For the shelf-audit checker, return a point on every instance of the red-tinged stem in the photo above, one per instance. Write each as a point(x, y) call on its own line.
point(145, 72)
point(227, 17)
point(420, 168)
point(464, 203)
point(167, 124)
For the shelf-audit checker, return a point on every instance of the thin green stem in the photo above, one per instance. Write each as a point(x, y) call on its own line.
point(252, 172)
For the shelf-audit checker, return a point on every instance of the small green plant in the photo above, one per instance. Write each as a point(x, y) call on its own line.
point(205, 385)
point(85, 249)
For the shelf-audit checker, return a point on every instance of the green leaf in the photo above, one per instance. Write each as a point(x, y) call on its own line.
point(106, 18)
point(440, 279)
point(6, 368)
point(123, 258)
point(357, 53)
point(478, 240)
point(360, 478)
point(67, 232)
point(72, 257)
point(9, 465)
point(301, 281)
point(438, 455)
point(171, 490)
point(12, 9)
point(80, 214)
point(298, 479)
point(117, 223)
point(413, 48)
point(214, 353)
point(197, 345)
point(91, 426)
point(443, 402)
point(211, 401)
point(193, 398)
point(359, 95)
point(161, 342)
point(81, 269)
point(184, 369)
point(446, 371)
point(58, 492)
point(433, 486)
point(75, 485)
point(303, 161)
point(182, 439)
-.-.-
**What is expected**
Quote all of the data above verbatim, line for line.

**Solution**
For the shelf-audit checker, return a point on every instance of the red-tinged stem in the photo above, one per instance. Write each as a point(x, y) call on its own line.
point(145, 72)
point(227, 17)
point(420, 168)
point(464, 203)
point(167, 124)
For the shelf-audit checker, return a point on every instance of the thin green stem in the photo above, one per instance. Write each as a point(x, y) call on its own line.
point(252, 172)
For the shelf-audit checker, return a point on every instance of the small green plant in the photo above, one per instance. Write each as a point(x, y) call on its own line.
point(205, 385)
point(85, 249)
For the shelf-audit checker, return a point on every instance of the green leaf in the photo above, one per instance. Write each as a point(x, y) call on its own line.
point(106, 18)
point(440, 279)
point(6, 368)
point(123, 258)
point(357, 53)
point(478, 240)
point(360, 478)
point(67, 232)
point(72, 257)
point(9, 465)
point(301, 281)
point(438, 455)
point(171, 490)
point(12, 9)
point(80, 214)
point(298, 479)
point(117, 223)
point(413, 48)
point(214, 353)
point(197, 345)
point(91, 426)
point(443, 402)
point(211, 401)
point(193, 398)
point(359, 95)
point(161, 342)
point(81, 269)
point(184, 369)
point(446, 371)
point(58, 492)
point(433, 486)
point(75, 485)
point(303, 161)
point(182, 439)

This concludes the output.